Count how many lines of the material below contain the string "building", with case counting, and give only that number.

Record excerpts —
* * * * *
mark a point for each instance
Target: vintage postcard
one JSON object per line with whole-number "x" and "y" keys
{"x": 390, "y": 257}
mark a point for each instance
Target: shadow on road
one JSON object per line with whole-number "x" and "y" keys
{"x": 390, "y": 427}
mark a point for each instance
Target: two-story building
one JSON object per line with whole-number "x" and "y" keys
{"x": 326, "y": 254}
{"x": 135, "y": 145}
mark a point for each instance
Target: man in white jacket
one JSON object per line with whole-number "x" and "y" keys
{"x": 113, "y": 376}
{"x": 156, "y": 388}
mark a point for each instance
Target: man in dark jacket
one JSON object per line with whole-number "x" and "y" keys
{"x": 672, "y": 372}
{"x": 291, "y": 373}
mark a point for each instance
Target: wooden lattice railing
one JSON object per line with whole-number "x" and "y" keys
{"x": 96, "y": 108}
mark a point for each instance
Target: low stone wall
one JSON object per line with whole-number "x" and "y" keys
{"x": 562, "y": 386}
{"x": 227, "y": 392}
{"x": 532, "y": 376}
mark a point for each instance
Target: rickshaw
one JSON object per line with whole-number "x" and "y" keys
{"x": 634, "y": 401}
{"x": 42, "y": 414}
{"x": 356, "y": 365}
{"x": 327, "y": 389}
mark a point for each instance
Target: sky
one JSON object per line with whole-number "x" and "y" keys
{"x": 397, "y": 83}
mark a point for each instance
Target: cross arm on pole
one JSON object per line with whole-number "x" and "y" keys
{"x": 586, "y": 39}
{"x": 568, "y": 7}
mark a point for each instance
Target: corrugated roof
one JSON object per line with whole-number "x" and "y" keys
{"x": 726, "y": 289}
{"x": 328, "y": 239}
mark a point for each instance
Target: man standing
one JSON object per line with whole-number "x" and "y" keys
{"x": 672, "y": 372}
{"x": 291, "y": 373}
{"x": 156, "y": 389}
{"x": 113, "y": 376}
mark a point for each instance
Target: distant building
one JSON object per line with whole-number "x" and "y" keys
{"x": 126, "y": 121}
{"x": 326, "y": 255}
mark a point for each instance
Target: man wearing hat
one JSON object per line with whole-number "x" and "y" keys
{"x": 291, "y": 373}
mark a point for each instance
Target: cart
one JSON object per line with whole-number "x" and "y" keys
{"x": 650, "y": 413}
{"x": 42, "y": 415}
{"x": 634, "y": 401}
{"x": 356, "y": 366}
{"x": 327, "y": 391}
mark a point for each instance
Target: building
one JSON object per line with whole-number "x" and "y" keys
* * * * *
Final result — 3